+++ Text shown

I recommend, a timed lifting circuit hitting all compound muscle motions...
My Fave was always X=weight to 10 reps failure
No rest in between exercises, Upr push, Lwr push, Upr pull, Lwr pull, Upr?, Lwr?...

Rest...  Then Run it again...
Eventually cut the rest's and increase the # of times you complete the circuit 

Maybe calithenics on an off day ?

Mix that with a variety of cardio exercises, bike, swim, run, eliptical, stairs, sprints, basketball, etc...

The greater the variety the least chance you will get bored


----------



## FishOrCutBait (Jun 30, 2005)

Sure that'd be awesome, and fantastic, if you want to be a navy seal. They are stringy-strong, and could beat the sweet feces out of someone, but, thats cuz they are mean, not incredibly ripped and strong.

If you want straight up muscle mass, get on a good free-weights program, i.e. P/RR/S, HIT, P-Side, West-side, Max-ot... The list goes on


----------



## NeedMuscleMass (Jun 30, 2005)

FishOrCutBait said:
			
		

> Sure that'd be awesome, and fantastic, if you want to be a navy seal. They are stringy-strong, and could beat the sweet feces out of someone, but, thats cuz they are mean, not incredibly ripped and strong.
> 
> If you want straight up muscle mass, get on a good free-weights program, i.e. P/RR/S, HIT, P-Side, West-side, Max-ot... The list goes on



What is P/RS/S? i see it on a bunch of journals.. I'm thinking of starting a HST program next week


----------



## GFR (Jun 30, 2005)

My opinion is Navy Seals are pussy's


----------



## The Monkey Man (Jun 30, 2005)

ForemanRules said:
			
		

> My opinion is Navy Seals are pussy's


Punks and pusses !


----------



## FishOrCutBait (Jun 30, 2005)

ForemanRules said:
			
		

> My opinion is Navy Seals are pussy's


You ever wanted to be able to give yourself head? Because, if you say that to one's face, you'll be able to, without bending over. 

Ponder that for a while...  

BTW, P/RR/S is a routine made by Gopro, there is in fact a sticky in the training section. You should read it.


----------



## GFR (Jun 30, 2005)

FishOrCutBait said:
			
		

> You ever wanted to be able to give yourself head? Because, if you say that to one's face, you'll be able to, without bending over.
> 
> Ponder that for a while...
> 
> BTW, P/RR/S is a routine made by Gopro, there is in fact a sticky in the training section. You should read it.


Please I have two buddy's who were navy seals......can't you take a joke   
BTW, I know all their moves


----------



## NeedMuscleMass (Jun 30, 2005)

FishOrCutBait said:
			
		

> You ever wanted to be able to give yourself head? Because, if you say that to one's face, you'll be able to, without bending over.
> 
> Ponder that for a while...
> 
> BTW, P/RR/S is a routine made by Gopro, there is in fact a sticky in the training section. You should read it.



LOL.. been looking all over and its right there infront of me..


----------



## oceancaldera207 (Aug 5, 2009)

++++++
+++ Supplied entries

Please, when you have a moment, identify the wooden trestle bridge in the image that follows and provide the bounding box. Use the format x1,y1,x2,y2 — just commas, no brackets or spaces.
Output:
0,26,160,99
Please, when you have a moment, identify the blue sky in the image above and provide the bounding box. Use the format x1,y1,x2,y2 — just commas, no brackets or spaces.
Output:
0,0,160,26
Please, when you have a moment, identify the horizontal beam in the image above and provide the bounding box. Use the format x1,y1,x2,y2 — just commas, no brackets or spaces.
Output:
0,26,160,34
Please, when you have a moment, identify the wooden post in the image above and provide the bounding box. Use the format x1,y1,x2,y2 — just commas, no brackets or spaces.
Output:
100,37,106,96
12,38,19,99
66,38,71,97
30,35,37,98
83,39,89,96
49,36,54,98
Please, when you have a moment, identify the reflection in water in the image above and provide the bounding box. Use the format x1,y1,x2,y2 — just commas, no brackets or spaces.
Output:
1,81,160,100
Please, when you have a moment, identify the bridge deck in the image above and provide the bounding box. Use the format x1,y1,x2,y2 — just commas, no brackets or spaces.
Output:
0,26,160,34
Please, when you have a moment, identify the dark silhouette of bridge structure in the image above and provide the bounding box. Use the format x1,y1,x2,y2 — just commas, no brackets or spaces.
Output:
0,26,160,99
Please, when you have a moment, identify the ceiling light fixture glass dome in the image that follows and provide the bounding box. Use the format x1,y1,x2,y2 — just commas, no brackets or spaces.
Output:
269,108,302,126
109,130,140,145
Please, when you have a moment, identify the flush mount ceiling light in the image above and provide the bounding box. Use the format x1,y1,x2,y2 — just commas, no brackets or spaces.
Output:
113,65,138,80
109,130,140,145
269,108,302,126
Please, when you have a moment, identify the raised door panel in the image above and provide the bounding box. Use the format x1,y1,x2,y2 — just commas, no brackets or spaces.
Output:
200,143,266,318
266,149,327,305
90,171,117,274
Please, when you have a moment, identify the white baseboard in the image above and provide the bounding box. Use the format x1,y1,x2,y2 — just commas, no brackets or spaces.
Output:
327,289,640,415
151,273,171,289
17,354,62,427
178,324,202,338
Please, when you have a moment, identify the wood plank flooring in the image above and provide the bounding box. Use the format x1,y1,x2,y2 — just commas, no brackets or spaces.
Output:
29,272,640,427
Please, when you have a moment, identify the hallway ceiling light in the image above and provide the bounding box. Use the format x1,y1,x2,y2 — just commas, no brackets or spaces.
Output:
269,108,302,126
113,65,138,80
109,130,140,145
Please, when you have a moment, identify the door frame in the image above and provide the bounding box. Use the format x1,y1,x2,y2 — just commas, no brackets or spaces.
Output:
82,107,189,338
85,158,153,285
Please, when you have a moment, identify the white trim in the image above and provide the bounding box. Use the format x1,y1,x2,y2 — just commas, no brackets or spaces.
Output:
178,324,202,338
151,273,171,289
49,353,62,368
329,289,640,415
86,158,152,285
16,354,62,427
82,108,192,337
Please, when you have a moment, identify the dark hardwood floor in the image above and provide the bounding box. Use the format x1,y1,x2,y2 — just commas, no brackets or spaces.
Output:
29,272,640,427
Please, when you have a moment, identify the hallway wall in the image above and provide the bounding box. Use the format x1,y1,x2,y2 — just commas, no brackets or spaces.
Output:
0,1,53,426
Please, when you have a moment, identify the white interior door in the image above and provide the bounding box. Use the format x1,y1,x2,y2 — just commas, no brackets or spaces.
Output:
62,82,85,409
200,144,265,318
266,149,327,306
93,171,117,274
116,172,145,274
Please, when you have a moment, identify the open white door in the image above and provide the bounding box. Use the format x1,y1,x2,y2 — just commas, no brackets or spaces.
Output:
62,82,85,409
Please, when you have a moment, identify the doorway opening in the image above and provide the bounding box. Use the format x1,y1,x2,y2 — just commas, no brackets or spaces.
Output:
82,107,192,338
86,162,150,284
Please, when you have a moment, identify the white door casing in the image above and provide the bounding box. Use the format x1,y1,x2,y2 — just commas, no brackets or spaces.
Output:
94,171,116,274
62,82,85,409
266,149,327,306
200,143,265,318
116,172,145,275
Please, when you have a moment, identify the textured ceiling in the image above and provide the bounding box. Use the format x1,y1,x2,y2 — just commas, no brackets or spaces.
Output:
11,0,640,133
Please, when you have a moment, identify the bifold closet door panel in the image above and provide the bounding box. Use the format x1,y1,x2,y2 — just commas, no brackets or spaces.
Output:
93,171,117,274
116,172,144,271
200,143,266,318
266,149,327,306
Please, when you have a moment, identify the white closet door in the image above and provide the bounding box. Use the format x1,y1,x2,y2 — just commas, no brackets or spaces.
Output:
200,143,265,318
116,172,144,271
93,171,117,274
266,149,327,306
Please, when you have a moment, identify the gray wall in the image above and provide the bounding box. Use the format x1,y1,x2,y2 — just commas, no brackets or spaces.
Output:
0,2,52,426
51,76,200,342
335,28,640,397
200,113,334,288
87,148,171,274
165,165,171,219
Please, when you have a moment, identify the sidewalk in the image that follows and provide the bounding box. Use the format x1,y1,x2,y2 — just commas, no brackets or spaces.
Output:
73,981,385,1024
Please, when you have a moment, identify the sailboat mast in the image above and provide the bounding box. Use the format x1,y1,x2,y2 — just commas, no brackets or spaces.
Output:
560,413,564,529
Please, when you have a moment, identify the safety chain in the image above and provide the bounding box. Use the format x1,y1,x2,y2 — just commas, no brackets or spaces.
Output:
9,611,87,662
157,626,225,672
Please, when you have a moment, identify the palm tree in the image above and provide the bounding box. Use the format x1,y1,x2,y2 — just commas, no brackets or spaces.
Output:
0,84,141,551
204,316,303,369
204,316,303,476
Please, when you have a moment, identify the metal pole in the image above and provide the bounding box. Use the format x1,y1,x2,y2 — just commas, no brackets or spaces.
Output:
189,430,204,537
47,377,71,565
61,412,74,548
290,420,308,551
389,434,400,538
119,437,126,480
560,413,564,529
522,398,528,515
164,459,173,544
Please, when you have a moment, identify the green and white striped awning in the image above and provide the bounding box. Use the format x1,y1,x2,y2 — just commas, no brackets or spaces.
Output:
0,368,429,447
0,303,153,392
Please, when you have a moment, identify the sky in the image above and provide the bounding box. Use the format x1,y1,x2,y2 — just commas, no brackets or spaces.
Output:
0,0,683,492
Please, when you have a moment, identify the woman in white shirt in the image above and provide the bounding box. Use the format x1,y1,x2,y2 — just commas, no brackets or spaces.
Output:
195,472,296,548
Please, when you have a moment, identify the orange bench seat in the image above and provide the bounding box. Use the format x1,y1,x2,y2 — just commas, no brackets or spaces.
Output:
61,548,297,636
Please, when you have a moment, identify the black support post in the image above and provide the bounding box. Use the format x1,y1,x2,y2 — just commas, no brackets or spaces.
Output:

++++++

• **Task requirements**:
1/ List every free-weights program that the forum thread names as a way to gain straight muscle mass.
2/ According to the forum thread, who made the P/RR/S routine?
The lines come from a different source than the forum thread.

• **Written answers**:
1/ P/RR/S, HIT, P-Side, West-side, Max-ot

2/ Gopro